◆ Provided passage
====
What is Wrong with this Picture? Investigating Visual Studies
Conveners: Arindam Dutta and Prashant Parikh
Speakers: Arindam Dutta, Chris Csikszentmihalyi, D. Venkat Rao, Harsha Dehejia, Parul Dave Mukherji, R. Srivatsan, Ranjit Hoskote, Sanjit Sethi, Susan Buck-Morss, and Tapati Guha-Thakurta
Chairs: Gita Chadha, Kamala Ganesh, and Shubhada Joshi
January 26 to 28, 2004 | 10.00 am to 6.00 pm
Little Theatre, National Centre for the Performing Arts, Mumbai
Concept Note: Arindam Dutta and Prashant Parikh
“What is wrong with this picture?” – the phrase belongs to a genre of children’s puzzle, where the reader is asked to distinguish the differences between two seemingly similar caricatures or portraits. The question also accompanies a particularly paranoiac tableau in the Hollywood espionage film, where neophyte CIA agents are asked to sift out the anomalous (therefore threatening) elements in an otherwise normal environment. The question – and its implied structure of the normative and the anomalous – replicates itself in a slew of other contexts: MRI scans, X-rays, surveillance cameras, genomes, and advertising. In each, different modes of information are translated into the visual as the primary mode of discernment.
Critical enquiry has only recently begun to concentrate its attention on the centrality of the “visual” in a host of fields other than art. The burgeoning of para-disciplinary programs such as Visual Studies, Visual Culture, Media Studies on the one hand, and the slow but steady invasion of the older disciplines by a new emphasis on the visual, have provoked a greater interest in the centrality of vision in framing different forms of theory and practice. Even scientific research has begun to acknowledge the fundamentally “artistic” and representational framework of representation through which it carries out research.
====
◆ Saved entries
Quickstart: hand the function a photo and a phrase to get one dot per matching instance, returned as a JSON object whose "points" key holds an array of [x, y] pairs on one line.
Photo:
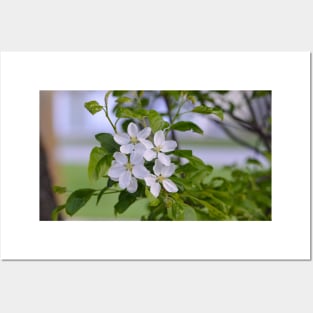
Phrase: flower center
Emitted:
{"points": [[157, 149], [160, 178], [133, 140], [129, 166]]}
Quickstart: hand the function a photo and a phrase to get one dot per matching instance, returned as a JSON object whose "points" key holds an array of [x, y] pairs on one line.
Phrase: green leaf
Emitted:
{"points": [[189, 213], [77, 200], [122, 100], [184, 126], [59, 189], [93, 107], [125, 200], [119, 93], [56, 211], [156, 121], [209, 110], [122, 112], [254, 162], [96, 155], [101, 194], [107, 142], [103, 165], [221, 92], [260, 93]]}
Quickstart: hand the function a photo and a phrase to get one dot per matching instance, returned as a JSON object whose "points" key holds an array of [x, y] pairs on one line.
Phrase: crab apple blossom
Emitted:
{"points": [[134, 140], [160, 147], [125, 169], [162, 172]]}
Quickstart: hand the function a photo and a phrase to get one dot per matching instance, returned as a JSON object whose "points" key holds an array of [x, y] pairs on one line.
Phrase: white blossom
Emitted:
{"points": [[162, 172], [134, 140], [125, 169], [159, 148]]}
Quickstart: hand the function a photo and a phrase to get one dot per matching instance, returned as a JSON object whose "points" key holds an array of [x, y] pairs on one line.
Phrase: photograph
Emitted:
{"points": [[155, 155]]}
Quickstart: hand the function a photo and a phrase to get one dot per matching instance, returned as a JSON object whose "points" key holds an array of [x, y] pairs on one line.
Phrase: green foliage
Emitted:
{"points": [[156, 121], [93, 107], [59, 189], [107, 142], [207, 110], [244, 195], [55, 213], [96, 155], [184, 126], [77, 200]]}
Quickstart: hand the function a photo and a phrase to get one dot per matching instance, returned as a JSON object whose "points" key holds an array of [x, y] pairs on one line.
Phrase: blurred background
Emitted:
{"points": [[67, 132]]}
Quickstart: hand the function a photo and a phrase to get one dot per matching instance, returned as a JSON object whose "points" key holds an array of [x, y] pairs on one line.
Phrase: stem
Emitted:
{"points": [[110, 192], [169, 111], [106, 110]]}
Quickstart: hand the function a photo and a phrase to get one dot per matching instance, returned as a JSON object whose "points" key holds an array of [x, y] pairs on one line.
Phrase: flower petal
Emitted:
{"points": [[169, 145], [157, 168], [136, 158], [144, 133], [148, 144], [116, 171], [165, 159], [155, 189], [149, 155], [132, 187], [140, 149], [132, 130], [169, 185], [121, 139], [139, 171], [168, 171], [120, 158], [150, 179], [159, 138], [125, 179], [127, 148]]}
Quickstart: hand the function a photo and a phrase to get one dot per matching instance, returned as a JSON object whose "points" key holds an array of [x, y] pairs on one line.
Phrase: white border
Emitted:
{"points": [[24, 74]]}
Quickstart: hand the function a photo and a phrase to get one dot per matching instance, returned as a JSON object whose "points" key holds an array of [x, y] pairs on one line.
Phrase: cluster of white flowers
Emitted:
{"points": [[129, 164]]}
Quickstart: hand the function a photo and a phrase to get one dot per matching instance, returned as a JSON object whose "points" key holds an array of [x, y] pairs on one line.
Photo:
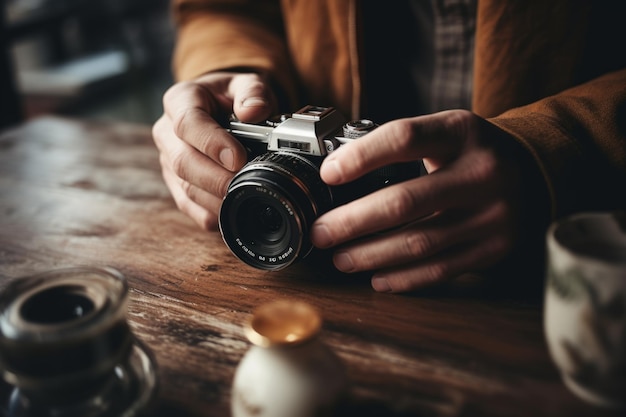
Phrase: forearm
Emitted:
{"points": [[578, 140]]}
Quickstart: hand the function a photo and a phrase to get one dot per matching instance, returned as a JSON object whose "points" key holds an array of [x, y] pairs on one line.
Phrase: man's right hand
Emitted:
{"points": [[198, 157]]}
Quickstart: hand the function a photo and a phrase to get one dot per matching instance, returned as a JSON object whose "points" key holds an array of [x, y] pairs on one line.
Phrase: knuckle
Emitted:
{"points": [[401, 135], [436, 272], [221, 185], [400, 204], [417, 245], [179, 163]]}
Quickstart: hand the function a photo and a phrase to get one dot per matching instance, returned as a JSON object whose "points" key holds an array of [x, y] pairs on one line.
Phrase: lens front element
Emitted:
{"points": [[269, 207]]}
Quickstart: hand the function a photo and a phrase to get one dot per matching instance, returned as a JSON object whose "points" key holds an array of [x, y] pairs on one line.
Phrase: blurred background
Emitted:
{"points": [[97, 59]]}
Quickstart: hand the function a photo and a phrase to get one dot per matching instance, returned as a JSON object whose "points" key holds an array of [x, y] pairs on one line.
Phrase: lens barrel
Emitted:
{"points": [[269, 208]]}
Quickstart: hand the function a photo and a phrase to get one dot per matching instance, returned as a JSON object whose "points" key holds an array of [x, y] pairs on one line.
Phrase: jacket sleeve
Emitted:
{"points": [[578, 140], [231, 34]]}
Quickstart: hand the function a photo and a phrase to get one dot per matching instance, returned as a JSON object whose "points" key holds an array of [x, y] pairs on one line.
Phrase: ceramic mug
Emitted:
{"points": [[585, 305]]}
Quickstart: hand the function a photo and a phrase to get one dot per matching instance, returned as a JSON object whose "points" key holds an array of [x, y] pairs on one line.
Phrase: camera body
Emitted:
{"points": [[271, 204]]}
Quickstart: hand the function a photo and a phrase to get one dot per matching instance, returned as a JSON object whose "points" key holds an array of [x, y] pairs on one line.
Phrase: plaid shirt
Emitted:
{"points": [[418, 56], [455, 24]]}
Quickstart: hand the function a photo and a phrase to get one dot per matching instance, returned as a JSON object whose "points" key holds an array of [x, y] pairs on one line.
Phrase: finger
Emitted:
{"points": [[188, 163], [205, 217], [461, 184], [439, 136], [474, 256], [192, 109], [422, 239], [252, 99]]}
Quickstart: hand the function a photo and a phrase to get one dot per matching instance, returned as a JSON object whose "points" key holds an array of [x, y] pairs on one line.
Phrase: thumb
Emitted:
{"points": [[253, 101]]}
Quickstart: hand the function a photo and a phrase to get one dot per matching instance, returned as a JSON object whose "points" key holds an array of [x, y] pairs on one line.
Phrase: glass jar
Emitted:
{"points": [[66, 349], [288, 371]]}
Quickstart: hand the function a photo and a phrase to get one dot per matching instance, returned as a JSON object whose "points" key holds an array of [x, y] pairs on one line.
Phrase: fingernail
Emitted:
{"points": [[331, 172], [320, 236], [227, 158], [343, 262], [381, 285], [254, 102]]}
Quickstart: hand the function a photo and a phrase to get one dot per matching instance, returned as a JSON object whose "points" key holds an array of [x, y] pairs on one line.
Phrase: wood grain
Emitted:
{"points": [[86, 193]]}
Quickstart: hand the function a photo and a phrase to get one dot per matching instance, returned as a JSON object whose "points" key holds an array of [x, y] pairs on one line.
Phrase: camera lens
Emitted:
{"points": [[265, 223], [269, 208]]}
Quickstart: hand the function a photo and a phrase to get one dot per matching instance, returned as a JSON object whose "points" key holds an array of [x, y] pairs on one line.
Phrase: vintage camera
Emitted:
{"points": [[272, 202]]}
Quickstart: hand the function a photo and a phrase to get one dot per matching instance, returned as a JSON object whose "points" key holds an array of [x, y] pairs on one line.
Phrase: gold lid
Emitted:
{"points": [[283, 323]]}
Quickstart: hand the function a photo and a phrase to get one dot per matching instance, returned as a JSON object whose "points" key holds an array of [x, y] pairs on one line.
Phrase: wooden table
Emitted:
{"points": [[76, 193]]}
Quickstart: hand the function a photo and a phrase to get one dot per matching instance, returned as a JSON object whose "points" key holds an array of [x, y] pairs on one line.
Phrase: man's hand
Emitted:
{"points": [[198, 157], [462, 217]]}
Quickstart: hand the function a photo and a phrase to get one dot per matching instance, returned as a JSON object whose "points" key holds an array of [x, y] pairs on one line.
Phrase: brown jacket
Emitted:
{"points": [[543, 71]]}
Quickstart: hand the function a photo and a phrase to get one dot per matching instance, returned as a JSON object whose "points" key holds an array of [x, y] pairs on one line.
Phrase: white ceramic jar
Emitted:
{"points": [[288, 372]]}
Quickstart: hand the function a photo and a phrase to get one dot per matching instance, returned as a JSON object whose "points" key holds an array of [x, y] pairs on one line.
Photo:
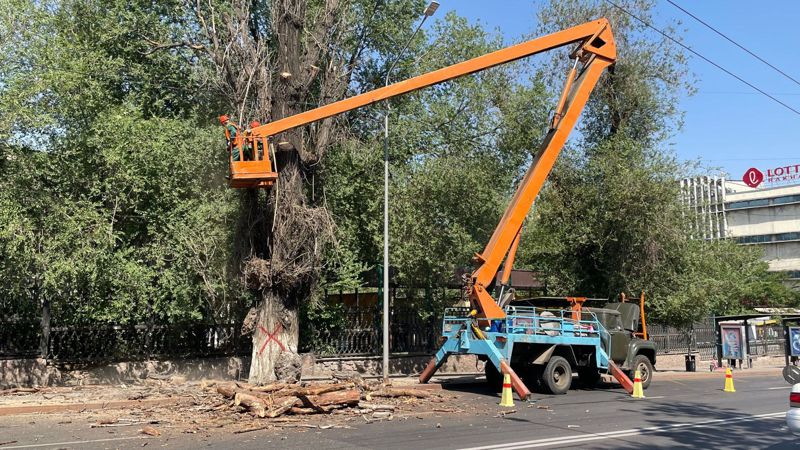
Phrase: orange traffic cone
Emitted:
{"points": [[638, 391], [729, 381], [507, 399]]}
====
◆ Activity 1
Answer these questions from the visual studies notice:
(a) In what venue and city was the event held?
(b) Who are listed as the chairs?
(c) In the Hollywood espionage film, who are asked to sift out the anomalous elements?
◆ Activity 2
Echo the part of the visual studies notice starting with "Critical enquiry has" and going on through "carries out research.".

◆ Written solution 1
(a) The Little Theatre, National Centre for the Performing Arts, Mumbai.
(b) Gita Chadha, Kamala Ganesh, and Shubhada Joshi.
(c) Neophyte CIA agents.

◆ Written solution 2
Critical enquiry has only recently begun to concentrate its attention on the centrality of the “visual” in a host of fields other than art. The burgeoning of para-disciplinary programs such as Visual Studies, Visual Culture, Media Studies on the one hand, and the slow but steady invasion of the older disciplines by a new emphasis on the visual, have provoked a greater interest in the centrality of vision in framing different forms of theory and practice. Even scientific research has begun to acknowledge the fundamentally “artistic” and representational framework of representation through which it carries out research.